_Directions_. Output the material exactly, line by line.
----------------------------------------
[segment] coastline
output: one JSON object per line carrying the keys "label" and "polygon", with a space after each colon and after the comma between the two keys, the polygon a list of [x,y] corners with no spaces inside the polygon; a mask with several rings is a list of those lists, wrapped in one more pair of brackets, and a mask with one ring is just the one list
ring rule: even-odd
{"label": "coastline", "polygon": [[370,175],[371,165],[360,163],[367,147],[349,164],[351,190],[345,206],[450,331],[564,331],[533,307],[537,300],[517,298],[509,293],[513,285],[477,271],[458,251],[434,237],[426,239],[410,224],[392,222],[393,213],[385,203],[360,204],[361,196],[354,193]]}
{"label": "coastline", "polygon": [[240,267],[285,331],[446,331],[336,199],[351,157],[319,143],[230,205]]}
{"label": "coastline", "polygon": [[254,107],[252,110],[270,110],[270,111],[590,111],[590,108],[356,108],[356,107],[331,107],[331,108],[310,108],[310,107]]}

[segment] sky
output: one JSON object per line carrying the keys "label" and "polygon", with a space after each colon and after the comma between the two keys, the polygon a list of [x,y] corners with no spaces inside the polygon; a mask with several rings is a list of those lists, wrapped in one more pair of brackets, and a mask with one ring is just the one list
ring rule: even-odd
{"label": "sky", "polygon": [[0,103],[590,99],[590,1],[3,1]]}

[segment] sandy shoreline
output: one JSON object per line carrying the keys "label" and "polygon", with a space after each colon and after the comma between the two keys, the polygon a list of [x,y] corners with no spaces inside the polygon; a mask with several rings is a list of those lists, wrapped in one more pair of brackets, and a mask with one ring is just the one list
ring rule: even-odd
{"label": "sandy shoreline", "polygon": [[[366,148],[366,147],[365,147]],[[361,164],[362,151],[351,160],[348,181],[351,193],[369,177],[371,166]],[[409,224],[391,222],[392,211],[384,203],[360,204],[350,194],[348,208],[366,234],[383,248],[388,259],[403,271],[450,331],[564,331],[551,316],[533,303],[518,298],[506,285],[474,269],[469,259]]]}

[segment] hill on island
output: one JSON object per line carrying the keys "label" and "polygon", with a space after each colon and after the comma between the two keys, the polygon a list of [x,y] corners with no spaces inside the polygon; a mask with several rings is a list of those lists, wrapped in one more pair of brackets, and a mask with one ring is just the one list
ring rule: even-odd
----------------------------------------
_Response to the task_.
[segment] coastline
output: one JSON object per line carrying the keys "label" and "polygon", with a space after each colon and after the comma between the two keys, the polygon a list of [x,y] corners with no spaces inside the polygon; a mask with several rings is a list of those lists, wrapped in one more pair of brackets, and a mask with one ring is just the one list
ring rule: even-odd
{"label": "coastline", "polygon": [[370,175],[371,165],[360,163],[367,147],[349,164],[351,190],[345,206],[450,331],[564,331],[533,307],[537,300],[517,298],[509,293],[513,285],[477,271],[458,251],[434,237],[426,239],[410,224],[392,222],[393,213],[385,203],[360,204],[361,196],[354,193]]}
{"label": "coastline", "polygon": [[240,267],[285,331],[446,331],[336,199],[351,157],[319,143],[230,205]]}
{"label": "coastline", "polygon": [[254,107],[252,110],[270,110],[270,111],[590,111],[590,108],[356,108],[356,107],[331,107],[331,108],[310,108],[310,107]]}

[segment] sky
output: one JSON object per line carrying the keys "label" and "polygon", with a space after each colon and after the comma between the two keys, the polygon a list of [x,y] corners with no spaces inside the polygon; a mask with several rings is a list of those lists, wrapped in one more pair of brackets, and a mask with one ring is just the one list
ring rule: even-odd
{"label": "sky", "polygon": [[0,103],[590,99],[590,1],[3,1]]}

[segment] sandy shoreline
output: one JSON object per line carrying the keys "label" and "polygon", with a space after each colon and after the comma between the two keys, the polygon a list of [x,y] corners with no spaces inside the polygon; a mask with several rings is a list of those lists, wrapped in one more pair of brackets, and a mask with one ring is just the one list
ring rule: even-odd
{"label": "sandy shoreline", "polygon": [[[366,148],[366,147],[365,147]],[[361,164],[362,151],[351,160],[348,181],[351,193],[369,177],[371,166]],[[409,224],[391,222],[392,211],[384,203],[360,204],[350,194],[348,208],[366,234],[383,248],[388,259],[403,271],[450,331],[564,331],[551,316],[533,303],[518,298],[506,285],[474,269],[469,259]]]}

[segment] hill on island
output: one JSON object per line carrying the keys "label" and "polygon", with a space after each colon and after the comma between the two keys, the polygon a list of [x,y] corners with no spaces inside the polygon; a mask with several rings is a list of those lists, wrapped in one more pair of brackets, and a mask with one ring is just the one list
ring rule: even-odd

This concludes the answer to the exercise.